**ASSIGNED TASK:**
Where a line contains the word "knee", copy that line from the records below.

--

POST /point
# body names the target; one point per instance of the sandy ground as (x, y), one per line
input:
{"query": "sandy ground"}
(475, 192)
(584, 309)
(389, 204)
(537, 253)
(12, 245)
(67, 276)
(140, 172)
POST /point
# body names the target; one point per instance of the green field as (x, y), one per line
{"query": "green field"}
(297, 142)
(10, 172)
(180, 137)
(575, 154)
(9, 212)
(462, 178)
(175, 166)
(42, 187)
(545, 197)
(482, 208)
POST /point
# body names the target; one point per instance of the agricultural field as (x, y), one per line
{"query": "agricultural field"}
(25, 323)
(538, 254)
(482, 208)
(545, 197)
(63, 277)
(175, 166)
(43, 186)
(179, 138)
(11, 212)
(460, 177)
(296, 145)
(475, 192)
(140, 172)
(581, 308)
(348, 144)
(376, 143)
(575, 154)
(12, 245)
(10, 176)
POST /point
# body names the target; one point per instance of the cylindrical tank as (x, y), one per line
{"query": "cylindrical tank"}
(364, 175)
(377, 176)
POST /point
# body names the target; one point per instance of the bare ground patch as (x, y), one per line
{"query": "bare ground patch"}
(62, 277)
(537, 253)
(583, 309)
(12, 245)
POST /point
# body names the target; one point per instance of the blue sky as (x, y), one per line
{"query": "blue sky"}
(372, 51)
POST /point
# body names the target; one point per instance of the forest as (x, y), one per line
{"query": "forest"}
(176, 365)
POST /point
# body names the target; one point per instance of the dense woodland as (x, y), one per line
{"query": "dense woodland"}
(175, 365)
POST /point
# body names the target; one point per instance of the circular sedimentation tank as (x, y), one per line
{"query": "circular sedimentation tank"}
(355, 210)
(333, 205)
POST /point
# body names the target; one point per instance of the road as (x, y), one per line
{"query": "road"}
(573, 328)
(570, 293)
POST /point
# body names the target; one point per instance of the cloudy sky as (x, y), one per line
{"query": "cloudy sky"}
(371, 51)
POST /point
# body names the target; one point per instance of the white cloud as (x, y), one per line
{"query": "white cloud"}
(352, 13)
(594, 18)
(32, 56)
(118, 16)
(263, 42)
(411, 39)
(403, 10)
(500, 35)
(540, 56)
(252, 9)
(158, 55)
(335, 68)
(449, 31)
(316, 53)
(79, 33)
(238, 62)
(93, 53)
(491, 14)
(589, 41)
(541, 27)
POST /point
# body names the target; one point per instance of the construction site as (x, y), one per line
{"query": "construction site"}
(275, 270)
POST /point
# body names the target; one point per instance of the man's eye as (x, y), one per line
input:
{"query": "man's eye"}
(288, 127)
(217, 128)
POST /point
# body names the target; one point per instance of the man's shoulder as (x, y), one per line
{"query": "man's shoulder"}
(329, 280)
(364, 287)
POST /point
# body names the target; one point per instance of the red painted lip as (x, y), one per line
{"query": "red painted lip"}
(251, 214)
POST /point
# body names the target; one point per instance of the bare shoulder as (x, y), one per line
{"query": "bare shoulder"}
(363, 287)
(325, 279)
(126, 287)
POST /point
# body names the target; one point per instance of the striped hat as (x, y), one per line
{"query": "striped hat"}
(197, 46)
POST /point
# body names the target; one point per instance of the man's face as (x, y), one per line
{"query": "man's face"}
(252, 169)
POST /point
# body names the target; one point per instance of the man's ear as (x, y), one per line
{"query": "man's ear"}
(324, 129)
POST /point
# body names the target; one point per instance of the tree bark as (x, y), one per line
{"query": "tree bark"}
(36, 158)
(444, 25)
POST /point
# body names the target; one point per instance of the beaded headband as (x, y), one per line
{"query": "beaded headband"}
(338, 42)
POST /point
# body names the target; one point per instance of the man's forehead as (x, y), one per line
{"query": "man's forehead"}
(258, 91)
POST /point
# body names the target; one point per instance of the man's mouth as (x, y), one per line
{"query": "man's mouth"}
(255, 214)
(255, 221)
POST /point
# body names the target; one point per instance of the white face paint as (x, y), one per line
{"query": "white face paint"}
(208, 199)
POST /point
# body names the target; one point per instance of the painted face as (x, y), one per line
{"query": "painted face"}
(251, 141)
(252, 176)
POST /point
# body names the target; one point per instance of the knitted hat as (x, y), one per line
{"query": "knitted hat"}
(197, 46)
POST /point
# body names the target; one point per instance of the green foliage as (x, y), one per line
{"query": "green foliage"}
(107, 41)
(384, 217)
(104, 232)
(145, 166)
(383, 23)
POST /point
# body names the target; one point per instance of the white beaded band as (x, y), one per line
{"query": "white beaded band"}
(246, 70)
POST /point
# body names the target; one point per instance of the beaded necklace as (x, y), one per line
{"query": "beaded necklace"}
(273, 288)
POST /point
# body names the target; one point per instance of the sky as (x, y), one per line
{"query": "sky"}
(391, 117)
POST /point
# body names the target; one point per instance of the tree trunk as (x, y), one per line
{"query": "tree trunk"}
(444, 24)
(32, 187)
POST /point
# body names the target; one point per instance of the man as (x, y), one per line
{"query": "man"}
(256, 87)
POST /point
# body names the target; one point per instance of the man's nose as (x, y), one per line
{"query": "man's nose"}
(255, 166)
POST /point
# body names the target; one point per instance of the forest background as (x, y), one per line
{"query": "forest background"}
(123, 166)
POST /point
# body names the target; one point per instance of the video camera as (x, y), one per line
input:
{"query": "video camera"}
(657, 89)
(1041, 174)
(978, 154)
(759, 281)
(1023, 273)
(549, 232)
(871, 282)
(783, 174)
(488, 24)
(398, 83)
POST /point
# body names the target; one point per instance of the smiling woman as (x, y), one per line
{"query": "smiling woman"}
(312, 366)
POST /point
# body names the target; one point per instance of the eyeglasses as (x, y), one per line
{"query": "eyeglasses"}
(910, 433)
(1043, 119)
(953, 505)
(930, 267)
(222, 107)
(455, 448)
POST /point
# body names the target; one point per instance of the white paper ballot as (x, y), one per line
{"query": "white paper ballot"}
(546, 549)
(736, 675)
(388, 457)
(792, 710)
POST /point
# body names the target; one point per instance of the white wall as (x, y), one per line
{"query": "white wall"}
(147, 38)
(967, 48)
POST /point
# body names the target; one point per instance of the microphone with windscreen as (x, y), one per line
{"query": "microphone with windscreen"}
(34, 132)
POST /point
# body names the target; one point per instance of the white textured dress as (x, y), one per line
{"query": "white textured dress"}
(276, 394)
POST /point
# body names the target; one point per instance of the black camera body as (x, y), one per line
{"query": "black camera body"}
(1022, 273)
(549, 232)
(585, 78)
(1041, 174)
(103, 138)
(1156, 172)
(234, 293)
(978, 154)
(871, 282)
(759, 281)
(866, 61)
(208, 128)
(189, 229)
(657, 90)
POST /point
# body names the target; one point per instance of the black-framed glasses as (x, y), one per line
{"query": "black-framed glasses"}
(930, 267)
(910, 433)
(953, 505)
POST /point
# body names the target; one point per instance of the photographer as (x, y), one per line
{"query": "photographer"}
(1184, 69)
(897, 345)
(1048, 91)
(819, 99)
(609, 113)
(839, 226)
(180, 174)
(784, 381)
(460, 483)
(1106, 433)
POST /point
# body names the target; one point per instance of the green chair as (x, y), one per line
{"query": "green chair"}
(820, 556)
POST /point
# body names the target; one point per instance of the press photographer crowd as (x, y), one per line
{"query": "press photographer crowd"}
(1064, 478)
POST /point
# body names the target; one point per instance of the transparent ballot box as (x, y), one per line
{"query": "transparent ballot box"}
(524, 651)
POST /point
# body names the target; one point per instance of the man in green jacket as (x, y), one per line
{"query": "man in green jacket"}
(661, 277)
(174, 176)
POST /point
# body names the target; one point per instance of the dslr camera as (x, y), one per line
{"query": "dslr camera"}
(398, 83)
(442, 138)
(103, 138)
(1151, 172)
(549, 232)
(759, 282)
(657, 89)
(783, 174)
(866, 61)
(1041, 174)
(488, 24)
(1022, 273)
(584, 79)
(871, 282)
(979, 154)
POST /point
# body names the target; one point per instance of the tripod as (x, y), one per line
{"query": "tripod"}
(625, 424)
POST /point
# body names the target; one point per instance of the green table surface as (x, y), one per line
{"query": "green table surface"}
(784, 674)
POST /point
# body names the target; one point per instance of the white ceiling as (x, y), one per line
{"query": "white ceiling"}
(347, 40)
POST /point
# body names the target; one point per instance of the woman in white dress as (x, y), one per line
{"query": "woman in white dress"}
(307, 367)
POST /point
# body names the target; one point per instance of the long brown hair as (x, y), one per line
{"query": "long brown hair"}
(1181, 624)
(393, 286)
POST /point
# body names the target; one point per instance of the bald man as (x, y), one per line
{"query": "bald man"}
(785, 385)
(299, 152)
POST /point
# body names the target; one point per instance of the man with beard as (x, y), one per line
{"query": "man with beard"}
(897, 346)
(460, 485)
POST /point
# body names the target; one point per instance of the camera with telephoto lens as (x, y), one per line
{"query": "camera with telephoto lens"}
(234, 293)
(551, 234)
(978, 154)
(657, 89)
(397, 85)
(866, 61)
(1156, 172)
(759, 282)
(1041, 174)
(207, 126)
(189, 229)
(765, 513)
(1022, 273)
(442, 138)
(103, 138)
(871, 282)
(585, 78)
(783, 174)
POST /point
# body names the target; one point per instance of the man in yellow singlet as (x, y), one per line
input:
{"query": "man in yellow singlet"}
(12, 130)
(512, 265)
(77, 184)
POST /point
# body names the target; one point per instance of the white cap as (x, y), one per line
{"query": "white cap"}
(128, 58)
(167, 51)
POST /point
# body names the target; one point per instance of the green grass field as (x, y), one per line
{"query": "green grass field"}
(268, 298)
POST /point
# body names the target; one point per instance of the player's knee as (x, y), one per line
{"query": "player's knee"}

--

**WRITTEN RESPONSE:**
# body names the target; one point per instance of the player's knee as (x, y), one per line
{"query": "player's knee"}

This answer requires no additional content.